■ DATA TO USE ■
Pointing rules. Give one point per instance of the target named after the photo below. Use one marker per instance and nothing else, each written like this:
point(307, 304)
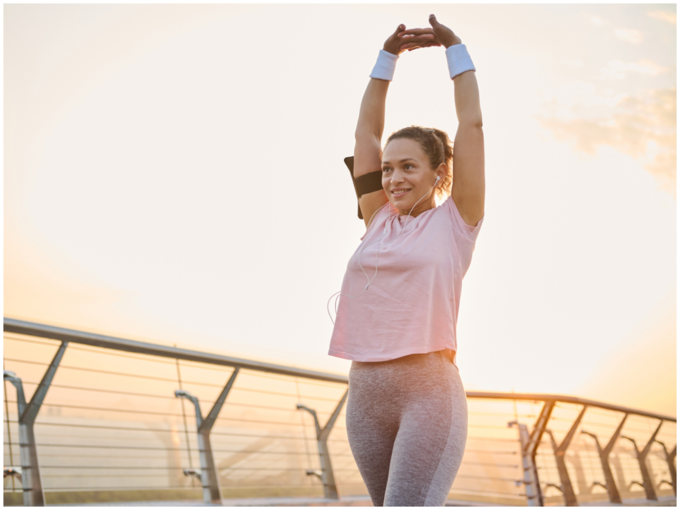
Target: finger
point(409, 46)
point(418, 31)
point(423, 37)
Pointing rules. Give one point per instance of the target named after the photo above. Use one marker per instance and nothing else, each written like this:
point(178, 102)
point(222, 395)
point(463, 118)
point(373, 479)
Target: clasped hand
point(414, 38)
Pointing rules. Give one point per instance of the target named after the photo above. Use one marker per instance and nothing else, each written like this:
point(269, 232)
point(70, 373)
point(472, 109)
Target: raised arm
point(369, 130)
point(468, 187)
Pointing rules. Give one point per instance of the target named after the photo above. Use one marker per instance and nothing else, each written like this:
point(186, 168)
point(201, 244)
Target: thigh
point(372, 426)
point(429, 446)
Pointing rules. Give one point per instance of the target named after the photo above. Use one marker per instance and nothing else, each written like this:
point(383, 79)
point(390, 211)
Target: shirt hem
point(387, 357)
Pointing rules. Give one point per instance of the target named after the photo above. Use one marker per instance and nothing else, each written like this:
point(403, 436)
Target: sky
point(174, 174)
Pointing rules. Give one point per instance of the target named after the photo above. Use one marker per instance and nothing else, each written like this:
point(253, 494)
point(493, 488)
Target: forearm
point(468, 109)
point(372, 112)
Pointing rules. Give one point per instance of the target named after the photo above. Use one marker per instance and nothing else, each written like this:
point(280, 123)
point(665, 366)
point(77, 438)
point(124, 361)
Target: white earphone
point(376, 255)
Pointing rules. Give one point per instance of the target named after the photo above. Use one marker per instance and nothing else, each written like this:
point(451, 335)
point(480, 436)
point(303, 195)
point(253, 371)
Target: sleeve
point(379, 219)
point(462, 229)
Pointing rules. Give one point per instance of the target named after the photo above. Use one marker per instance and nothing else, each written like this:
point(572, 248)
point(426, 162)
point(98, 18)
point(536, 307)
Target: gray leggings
point(407, 427)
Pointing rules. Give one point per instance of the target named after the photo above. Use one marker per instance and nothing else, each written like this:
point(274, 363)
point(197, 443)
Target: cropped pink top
point(411, 306)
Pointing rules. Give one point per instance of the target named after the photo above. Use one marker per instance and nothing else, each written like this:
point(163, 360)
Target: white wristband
point(459, 60)
point(384, 67)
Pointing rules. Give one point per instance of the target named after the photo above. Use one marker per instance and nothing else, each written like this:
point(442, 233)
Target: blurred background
point(174, 174)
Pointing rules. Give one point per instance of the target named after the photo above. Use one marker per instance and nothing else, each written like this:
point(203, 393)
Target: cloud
point(664, 16)
point(629, 34)
point(641, 126)
point(598, 21)
point(616, 69)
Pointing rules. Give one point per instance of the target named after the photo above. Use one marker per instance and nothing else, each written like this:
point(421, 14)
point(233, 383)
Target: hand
point(402, 39)
point(444, 35)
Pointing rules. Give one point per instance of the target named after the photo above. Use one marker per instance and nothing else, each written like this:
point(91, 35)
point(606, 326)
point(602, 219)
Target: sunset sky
point(174, 174)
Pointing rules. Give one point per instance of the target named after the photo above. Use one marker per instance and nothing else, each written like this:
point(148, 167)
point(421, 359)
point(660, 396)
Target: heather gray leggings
point(407, 427)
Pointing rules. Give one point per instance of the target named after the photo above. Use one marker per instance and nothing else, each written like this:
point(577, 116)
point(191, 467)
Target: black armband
point(365, 184)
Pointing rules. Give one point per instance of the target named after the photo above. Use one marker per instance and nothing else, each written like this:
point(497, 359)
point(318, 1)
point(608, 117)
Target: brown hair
point(437, 147)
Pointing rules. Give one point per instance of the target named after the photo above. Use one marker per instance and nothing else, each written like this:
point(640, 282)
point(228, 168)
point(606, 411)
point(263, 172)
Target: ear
point(441, 171)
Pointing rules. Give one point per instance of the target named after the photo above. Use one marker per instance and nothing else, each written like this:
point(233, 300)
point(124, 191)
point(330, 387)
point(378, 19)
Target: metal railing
point(115, 423)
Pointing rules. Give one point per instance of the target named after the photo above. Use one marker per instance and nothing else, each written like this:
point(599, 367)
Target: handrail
point(529, 439)
point(122, 344)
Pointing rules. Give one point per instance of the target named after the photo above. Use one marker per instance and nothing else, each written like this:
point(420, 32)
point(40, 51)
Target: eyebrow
point(401, 160)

■ SET EXERCISE ■
Extract every line of the material above verbatim and in its original order, leaving the pictures out.

■ EXERCISE ANSWER ■
Pointing rules. Give one point per instance of the target named after the photo below. Use one marker per instance and nothing else, each written like this:
point(307, 304)
Target: finger
point(409, 46)
point(418, 31)
point(423, 37)
Pointing rules. Give one point per instance of the target named after the photo above. Use one marker per instance and nothing else, each written like this:
point(178, 102)
point(222, 395)
point(463, 118)
point(373, 479)
Target: clasped hand
point(414, 38)
Pointing rules. Give one point per instance of the target named after the photo above. Use one marker per instance and nothing else, each written like this:
point(269, 232)
point(70, 373)
point(472, 109)
Target: raised arm
point(369, 130)
point(468, 187)
Pointing rules. Give one point per instance of the target named after the photo above. Use one marker per instance and nothing else, each written like this:
point(186, 168)
point(201, 244)
Target: thigh
point(372, 426)
point(429, 446)
Pointing rules. Give one point per instance of the target named after the photo above. Use one marker per instance and nothing else, each written like this:
point(383, 79)
point(390, 211)
Target: shirt hem
point(387, 357)
Pointing rules. Give one point per instance of the target named after the photo above. Use one marker per instance and nothing else, each written like this:
point(403, 436)
Target: sky
point(174, 174)
Pointing rules. Give one point per instance of the target named after the photo above. Use one marker per instance and nothing else, each written like this:
point(253, 494)
point(493, 488)
Target: forearm
point(468, 109)
point(372, 112)
Pointing rules. Give one point per instance of the target named after the photo above. Use one marker per instance and nothing else, each written like this:
point(280, 123)
point(665, 366)
point(77, 438)
point(124, 361)
Target: white earphone
point(376, 255)
Pointing rules. Give one point per instance of the target named after the photo above. Use one marker per instance and nothing else, each written like this:
point(451, 335)
point(480, 436)
point(303, 195)
point(253, 371)
Target: sleeve
point(379, 219)
point(462, 229)
Pointing rules. Give one point per instance of the target named after the photo above. Use one marker per instance and nothing else, each written like this:
point(572, 248)
point(426, 162)
point(98, 18)
point(536, 307)
Target: gray leggings
point(407, 427)
Pointing rules. Give one point per instance of the target named after the photo above. Use one marker per instance and nothing else, each written like this:
point(274, 363)
point(197, 443)
Target: cropped pink top
point(411, 306)
Pointing rules. Give one point per instance of the target named after the photo above. Use one marker per instance and nothing else, each written like this:
point(163, 360)
Target: white wristband
point(459, 60)
point(384, 67)
Pointing rules. Give one point per instance of the target named after the photo above. Use one marker per instance and nothing else, each written like this:
point(442, 233)
Target: blurred background
point(174, 174)
Pointing rules. Give one point per instance of the target named after the photo above. Use one marker per instance and nothing else, each written like this:
point(203, 393)
Target: cloud
point(664, 16)
point(629, 34)
point(641, 126)
point(598, 21)
point(616, 69)
Pointing rules. Give one point per instance of the target named after the photo above. Use one marker per instance and nothing else, each written like this:
point(421, 14)
point(233, 383)
Target: hand
point(402, 39)
point(444, 35)
Pointing rules. Give one point per instance of the target named after the photo above. Use one marker per instance and nothing else, each written like this:
point(91, 35)
point(606, 326)
point(602, 219)
Target: sunset sky
point(174, 174)
Pointing rules. Give one point per instance of the target named after the photo above. Use one marker per instance and nothing else, each written like this:
point(148, 167)
point(421, 359)
point(660, 396)
Target: heather gray leggings
point(407, 427)
Pointing rules. Give one point per instance of the target named after the photo above. Use one marker per instance and nothing else, each written like this:
point(577, 116)
point(191, 467)
Target: black armband
point(365, 184)
Pointing rules. Give one point per instance of the target named after the photo above. Use one marker per instance and nothing else, each written like this:
point(497, 359)
point(318, 1)
point(608, 117)
Target: brown hair
point(437, 147)
Pointing rules. Give one point per instance of the target named after the photo above. Use one marker per instance and nothing else, each written like this:
point(640, 282)
point(228, 168)
point(606, 411)
point(263, 172)
Target: ear
point(441, 171)
Pointing rules. Give one point per instance of the target named after the photo above. Use one marker per instance and nothing else, each written like this:
point(233, 300)
point(124, 191)
point(330, 387)
point(378, 19)
Target: metal railing
point(115, 423)
Pointing rules. Give one point per instance of the target named after the photo above. Use one marker per instance and nothing else, each written like this:
point(599, 367)
Target: handrail
point(529, 439)
point(122, 344)
Pointing rules. Give one point per instance of the target named after the photo above. Use one marker per instance and nothing else, each written like this:
point(420, 32)
point(40, 51)
Target: eyebrow
point(401, 160)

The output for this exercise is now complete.